---- Kaynak Metin

Bugün ve şu zamanda “esaret” dediğinizde başka, ama yüzyıl başında “esaret” dediniz mi bambaşka anlamları vardı.
Bu farkı anlayabilecek ve idrak edebilecek bir durumda mıyız?
Bana sorarsanız cevabım net ve yüksek sesli bir ‘Hayır’ olur.
Aslında günümüzün “esaret” kavramlarını anlamak için kendimize bakmak yetiyor.
…
Hâlâ o anıları anlatacak aile büyükleri var mı? Bilemiyorum.
Ama benim için “esaret” Tafık Çavuş’ta et’e, kemiğe ve hatta aza noksanlığına bürünüp, çocuk gözlerimde ve muhayyilesinde hayal ötesi bir gerçeklikti.

--------
---- Gösterilen Öğeler

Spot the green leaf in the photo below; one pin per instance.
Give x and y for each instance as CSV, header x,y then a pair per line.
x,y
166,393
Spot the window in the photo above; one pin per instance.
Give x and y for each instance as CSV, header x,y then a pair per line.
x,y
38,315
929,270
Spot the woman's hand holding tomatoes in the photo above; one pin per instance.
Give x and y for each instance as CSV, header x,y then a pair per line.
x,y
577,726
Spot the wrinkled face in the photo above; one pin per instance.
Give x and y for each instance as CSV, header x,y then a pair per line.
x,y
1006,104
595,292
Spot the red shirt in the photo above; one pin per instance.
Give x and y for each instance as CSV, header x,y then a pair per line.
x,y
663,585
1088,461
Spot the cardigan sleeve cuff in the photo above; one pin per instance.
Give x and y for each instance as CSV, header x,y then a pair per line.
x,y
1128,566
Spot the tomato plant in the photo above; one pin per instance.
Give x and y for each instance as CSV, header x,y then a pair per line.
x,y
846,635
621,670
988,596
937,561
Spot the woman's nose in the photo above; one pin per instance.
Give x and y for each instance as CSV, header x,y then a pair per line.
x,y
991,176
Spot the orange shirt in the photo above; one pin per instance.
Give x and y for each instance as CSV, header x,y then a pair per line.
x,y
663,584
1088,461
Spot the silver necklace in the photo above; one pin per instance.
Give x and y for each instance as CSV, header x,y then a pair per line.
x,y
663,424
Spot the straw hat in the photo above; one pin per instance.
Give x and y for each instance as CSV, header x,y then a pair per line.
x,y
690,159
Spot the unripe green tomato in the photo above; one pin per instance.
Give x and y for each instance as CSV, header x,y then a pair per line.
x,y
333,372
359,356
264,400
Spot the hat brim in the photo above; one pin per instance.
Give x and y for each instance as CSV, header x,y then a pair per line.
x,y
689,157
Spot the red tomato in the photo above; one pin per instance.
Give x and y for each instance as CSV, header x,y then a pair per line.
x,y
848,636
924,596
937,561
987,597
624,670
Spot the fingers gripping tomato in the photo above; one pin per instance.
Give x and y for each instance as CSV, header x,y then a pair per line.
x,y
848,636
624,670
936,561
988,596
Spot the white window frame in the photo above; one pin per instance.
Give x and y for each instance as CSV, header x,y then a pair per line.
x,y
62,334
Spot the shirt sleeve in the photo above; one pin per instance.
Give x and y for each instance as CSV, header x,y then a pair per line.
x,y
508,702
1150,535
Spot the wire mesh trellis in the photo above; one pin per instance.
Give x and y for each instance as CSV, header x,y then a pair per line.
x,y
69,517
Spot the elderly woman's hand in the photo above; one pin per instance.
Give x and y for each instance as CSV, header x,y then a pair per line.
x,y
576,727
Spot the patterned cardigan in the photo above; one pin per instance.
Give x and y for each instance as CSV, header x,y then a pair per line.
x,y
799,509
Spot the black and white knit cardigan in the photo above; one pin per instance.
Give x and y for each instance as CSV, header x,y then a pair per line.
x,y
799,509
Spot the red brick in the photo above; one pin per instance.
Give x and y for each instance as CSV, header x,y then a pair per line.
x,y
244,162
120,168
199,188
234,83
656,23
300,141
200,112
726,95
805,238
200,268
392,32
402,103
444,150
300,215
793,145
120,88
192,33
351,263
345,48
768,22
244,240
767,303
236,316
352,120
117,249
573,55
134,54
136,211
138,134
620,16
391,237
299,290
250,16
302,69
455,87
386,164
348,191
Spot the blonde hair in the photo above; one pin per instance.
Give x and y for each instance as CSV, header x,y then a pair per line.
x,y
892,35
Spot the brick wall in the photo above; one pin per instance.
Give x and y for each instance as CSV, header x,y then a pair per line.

--------

Çalışılacak Görevler.
[A] Esaret yazısında yazar, aradaki farkı anlayabilecek durumda olup olmadığımız sorusuna nasıl bir cevap veriyor?
[B] Esaret yazısını iki cümleyle özetleyin.
[C] Esaret yazısını son cümlesinin ardından devam ettirin.
Bu öğelerin esaret yazısıyla hiçbir ilgisi yoktur.

Beklenen Çıktılar.
[A] Net ve yüksek sesli bir "Hayır" ile.

[B] "Esaret" sözcüğü bugün başka, yüzyıl başında ise bambaşka anlamlar taşıyordu ve yazar, bu farkı anlayabilecek durumda olduğumuzu düşünmüyor. Yazar için esaret, çocukluğunda Tafık Çavuş'ta et, kemik ve hatta aza noksanlığı biçiminde somutlaşmış, hayal ötesi bir gerçeklikti.

[C]
Tafık (Tevfik Kuzyaka) Çavuş Araç’ın İlksife (Özbel) köyünden… Dal fidan çağında askere çağrılıp Balkan, Kanal harekatı ve Sarıkamış’ta savaşmış… Şarapnel yaralaması sonrasında dizden kesilen sol ayak ve kaybolan hareket kabiliyeti sonucu esaret…
Kırçıl ve genellikle uzamış sakallarıyla kaplı yüzünde kâh hüzün bulutları, kâh hınç, kâh pişmanlıklar dolaşır, ama o hep gururla anlatır, biz de eksik dizi dibinde çıt çıkarmadan dinlerdik. Onun anlatışını gündelik konuşmalara çeviren ev ahalisine kızarak ve hadi anlat, devam et…diye anlattığı noktayı hatırlatarak.
Birinci ağızdan anlatılan savaş hatıralarının çocuk oyunlarımıza konu olan “yesir almaca” nın nemenem bir şey olduğunu çok, çok sonraki yıllar idrak edebilecektik.
TAŞKÖPRÜLÜ MEHMET EFENDİ’NİN ÖYKÜSÜ
Mesut Uyar ve Ahmet Özcan’ın İş Bankası yayınlarından çıkan ve “Irak Cephesi’nden Burma’ya Savaşın ve Esaretin Günlüğü-Taşköprülü Mehmet Efendi” kitabını elime aldığımda ilk aklıma gelen Tafık Çavuş’tu.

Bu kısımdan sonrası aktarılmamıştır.